_AVAILABLE DATA_.
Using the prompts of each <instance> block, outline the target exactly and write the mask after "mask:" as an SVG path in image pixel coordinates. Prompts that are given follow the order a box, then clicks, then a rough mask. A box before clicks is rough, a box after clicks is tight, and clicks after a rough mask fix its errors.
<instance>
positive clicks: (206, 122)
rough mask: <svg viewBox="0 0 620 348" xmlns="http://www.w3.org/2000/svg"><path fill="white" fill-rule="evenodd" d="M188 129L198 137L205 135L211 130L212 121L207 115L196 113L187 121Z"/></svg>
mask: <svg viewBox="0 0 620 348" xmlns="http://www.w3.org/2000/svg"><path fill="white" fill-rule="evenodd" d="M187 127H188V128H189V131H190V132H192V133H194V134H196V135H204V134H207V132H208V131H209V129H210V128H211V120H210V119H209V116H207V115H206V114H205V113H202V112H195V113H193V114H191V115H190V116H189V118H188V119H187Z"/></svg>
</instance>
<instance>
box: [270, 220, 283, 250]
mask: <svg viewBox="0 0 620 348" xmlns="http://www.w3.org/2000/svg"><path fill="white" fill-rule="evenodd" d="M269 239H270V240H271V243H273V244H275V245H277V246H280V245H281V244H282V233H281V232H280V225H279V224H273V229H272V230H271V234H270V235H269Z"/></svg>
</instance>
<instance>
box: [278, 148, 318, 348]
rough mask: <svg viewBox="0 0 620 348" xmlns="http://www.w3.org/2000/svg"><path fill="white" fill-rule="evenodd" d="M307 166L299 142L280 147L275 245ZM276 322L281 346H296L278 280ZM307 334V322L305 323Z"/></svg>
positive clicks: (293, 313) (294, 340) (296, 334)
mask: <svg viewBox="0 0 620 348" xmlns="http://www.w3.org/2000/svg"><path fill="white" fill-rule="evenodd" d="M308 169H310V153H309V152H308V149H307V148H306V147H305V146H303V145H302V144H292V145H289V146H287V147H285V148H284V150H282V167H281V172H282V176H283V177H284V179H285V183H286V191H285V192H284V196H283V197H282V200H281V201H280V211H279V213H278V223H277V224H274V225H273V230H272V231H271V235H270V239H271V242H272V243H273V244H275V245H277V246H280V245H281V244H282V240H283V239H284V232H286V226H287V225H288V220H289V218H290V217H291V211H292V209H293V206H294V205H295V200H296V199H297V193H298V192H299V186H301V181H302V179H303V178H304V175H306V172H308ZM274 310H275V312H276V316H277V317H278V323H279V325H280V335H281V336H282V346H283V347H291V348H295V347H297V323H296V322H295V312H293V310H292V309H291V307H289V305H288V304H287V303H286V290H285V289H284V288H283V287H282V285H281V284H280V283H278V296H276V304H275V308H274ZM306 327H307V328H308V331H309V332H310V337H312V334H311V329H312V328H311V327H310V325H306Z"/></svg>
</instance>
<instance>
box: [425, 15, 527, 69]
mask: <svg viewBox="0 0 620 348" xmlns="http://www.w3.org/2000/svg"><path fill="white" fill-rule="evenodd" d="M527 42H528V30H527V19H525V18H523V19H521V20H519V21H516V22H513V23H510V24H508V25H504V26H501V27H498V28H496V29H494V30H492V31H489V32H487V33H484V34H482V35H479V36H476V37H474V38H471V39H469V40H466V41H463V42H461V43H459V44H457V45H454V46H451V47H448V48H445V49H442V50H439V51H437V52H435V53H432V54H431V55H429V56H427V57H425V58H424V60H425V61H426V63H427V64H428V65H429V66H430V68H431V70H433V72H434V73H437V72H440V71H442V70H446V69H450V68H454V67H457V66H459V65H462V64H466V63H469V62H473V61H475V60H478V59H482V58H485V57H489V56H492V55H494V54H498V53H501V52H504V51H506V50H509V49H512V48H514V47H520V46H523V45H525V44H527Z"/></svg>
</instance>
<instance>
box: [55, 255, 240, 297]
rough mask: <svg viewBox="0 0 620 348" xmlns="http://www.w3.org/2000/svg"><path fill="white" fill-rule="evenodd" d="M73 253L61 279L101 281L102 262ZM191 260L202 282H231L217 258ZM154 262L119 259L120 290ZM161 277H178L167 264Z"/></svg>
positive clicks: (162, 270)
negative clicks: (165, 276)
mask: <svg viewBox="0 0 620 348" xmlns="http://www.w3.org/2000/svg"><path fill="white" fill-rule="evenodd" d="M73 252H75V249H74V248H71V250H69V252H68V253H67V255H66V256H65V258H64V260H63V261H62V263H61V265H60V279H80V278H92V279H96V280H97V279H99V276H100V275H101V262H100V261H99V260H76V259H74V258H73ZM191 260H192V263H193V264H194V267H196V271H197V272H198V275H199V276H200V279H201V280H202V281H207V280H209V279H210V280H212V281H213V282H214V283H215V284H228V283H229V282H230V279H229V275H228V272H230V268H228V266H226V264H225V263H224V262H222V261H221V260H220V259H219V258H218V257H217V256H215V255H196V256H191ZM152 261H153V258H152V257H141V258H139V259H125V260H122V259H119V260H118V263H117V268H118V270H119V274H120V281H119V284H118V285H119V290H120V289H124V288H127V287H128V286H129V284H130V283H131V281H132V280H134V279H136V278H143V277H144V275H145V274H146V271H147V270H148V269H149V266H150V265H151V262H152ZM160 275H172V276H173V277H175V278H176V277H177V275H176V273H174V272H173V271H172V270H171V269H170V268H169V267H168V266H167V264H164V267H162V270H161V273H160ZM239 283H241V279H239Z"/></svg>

_AIM OF THE EXERCISE_.
Without leaving anything out, transcribe the records above exactly.

_RESPONSE AREA_.
Using the prompts of each <instance> block, outline the target exactly and write the mask after "mask:" as an SVG path in image pixel coordinates. Prompts that are given follow the order a box, then clicks, then a rough mask. A box before clicks is rough, a box after clicks is tight, and clicks after a rough mask fix its errors.
<instance>
positive clicks: (206, 122)
rough mask: <svg viewBox="0 0 620 348" xmlns="http://www.w3.org/2000/svg"><path fill="white" fill-rule="evenodd" d="M188 129L198 137L205 135L211 130L212 121L207 115L196 113L187 121Z"/></svg>
mask: <svg viewBox="0 0 620 348" xmlns="http://www.w3.org/2000/svg"><path fill="white" fill-rule="evenodd" d="M187 127H188V128H189V131H190V132H192V133H194V134H196V135H204V134H207V132H208V131H209V129H210V128H211V120H210V119H209V116H207V115H206V114H205V113H202V112H195V113H193V114H191V115H190V116H189V118H188V119H187Z"/></svg>
</instance>
<instance>
box: [270, 220, 283, 250]
mask: <svg viewBox="0 0 620 348" xmlns="http://www.w3.org/2000/svg"><path fill="white" fill-rule="evenodd" d="M269 239H270V240H271V243H273V244H275V245H277V246H280V245H281V244H282V233H281V232H280V225H279V224H273V229H272V230H271V234H270V235H269Z"/></svg>
</instance>
<instance>
box: [278, 148, 318, 348]
rough mask: <svg viewBox="0 0 620 348" xmlns="http://www.w3.org/2000/svg"><path fill="white" fill-rule="evenodd" d="M307 166L299 142L280 147L275 245ZM276 322L281 346H296L278 280ZM307 334V322L305 323Z"/></svg>
positive clicks: (293, 313) (294, 340) (296, 334)
mask: <svg viewBox="0 0 620 348" xmlns="http://www.w3.org/2000/svg"><path fill="white" fill-rule="evenodd" d="M308 169H310V153H309V152H308V149H307V148H306V147H305V146H303V145H302V144H292V145H289V146H287V147H285V148H284V150H282V167H281V172H282V176H283V177H284V179H285V183H286V191H285V192H284V196H283V197H282V200H281V201H280V211H279V213H278V223H277V224H274V225H273V230H272V231H271V235H270V239H271V242H272V243H273V244H275V245H277V246H280V245H281V244H282V240H283V239H284V232H286V226H287V225H288V220H289V218H290V217H291V211H292V209H293V206H294V205H295V200H296V199H297V193H298V192H299V186H301V181H302V179H303V178H304V175H306V172H308ZM274 310H275V312H276V316H277V317H278V323H279V325H280V335H281V336H282V346H283V347H291V348H295V347H297V323H296V322H295V312H293V310H292V309H291V307H289V305H288V304H287V303H286V290H285V289H284V288H283V287H282V285H281V284H280V283H278V296H276V304H275V308H274ZM306 327H307V328H308V331H309V332H310V337H312V334H311V329H312V328H311V327H310V325H306Z"/></svg>
</instance>
<instance>
box: [425, 15, 527, 69]
mask: <svg viewBox="0 0 620 348" xmlns="http://www.w3.org/2000/svg"><path fill="white" fill-rule="evenodd" d="M527 42H528V30H527V19H525V18H523V19H521V20H519V21H516V22H513V23H510V24H508V25H504V26H501V27H498V28H496V29H494V30H492V31H489V32H487V33H484V34H482V35H479V36H476V37H474V38H471V39H469V40H466V41H463V42H461V43H459V44H457V45H454V46H451V47H448V48H445V49H442V50H439V51H437V52H435V53H432V54H431V55H429V56H427V57H425V58H424V60H425V61H426V63H427V64H428V65H429V66H430V68H431V70H433V72H434V73H437V72H440V71H442V70H446V69H450V68H454V67H457V66H459V65H462V64H466V63H469V62H473V61H475V60H478V59H482V58H485V57H489V56H492V55H494V54H498V53H501V52H504V51H506V50H509V49H512V48H514V47H520V46H523V45H525V44H527Z"/></svg>
</instance>
<instance>
box: [55, 255, 240, 297]
rough mask: <svg viewBox="0 0 620 348" xmlns="http://www.w3.org/2000/svg"><path fill="white" fill-rule="evenodd" d="M73 253L61 279L101 281L102 262ZM191 260L202 282H231L217 258ZM154 262L119 259L120 290ZM161 277H178L167 264Z"/></svg>
positive clicks: (162, 270)
negative clicks: (165, 276)
mask: <svg viewBox="0 0 620 348" xmlns="http://www.w3.org/2000/svg"><path fill="white" fill-rule="evenodd" d="M73 252H75V249H74V248H71V250H69V252H68V253H67V255H66V256H65V258H64V260H63V261H62V263H61V265H60V279H80V278H92V279H96V280H97V279H99V276H100V275H101V262H100V261H99V260H76V259H74V258H73ZM191 260H192V263H193V264H194V267H196V271H197V272H198V275H199V276H200V279H201V280H202V281H207V280H209V279H210V280H212V281H213V282H214V283H215V284H228V283H229V282H230V279H229V275H228V272H230V268H228V266H226V264H225V263H224V262H222V261H221V260H220V259H219V258H218V257H217V256H215V255H196V256H191ZM152 261H153V258H152V257H141V258H139V259H125V260H122V259H119V260H118V263H117V268H118V270H119V274H120V281H119V284H118V285H119V290H120V289H124V288H127V287H128V286H129V284H130V283H131V281H132V280H134V279H136V278H143V277H144V275H145V274H146V271H147V270H148V269H149V266H150V265H151V262H152ZM160 275H172V276H173V277H175V278H176V277H177V275H176V273H174V272H173V271H172V270H171V269H170V268H169V267H168V266H167V264H164V267H162V270H161V273H160ZM239 283H241V279H239Z"/></svg>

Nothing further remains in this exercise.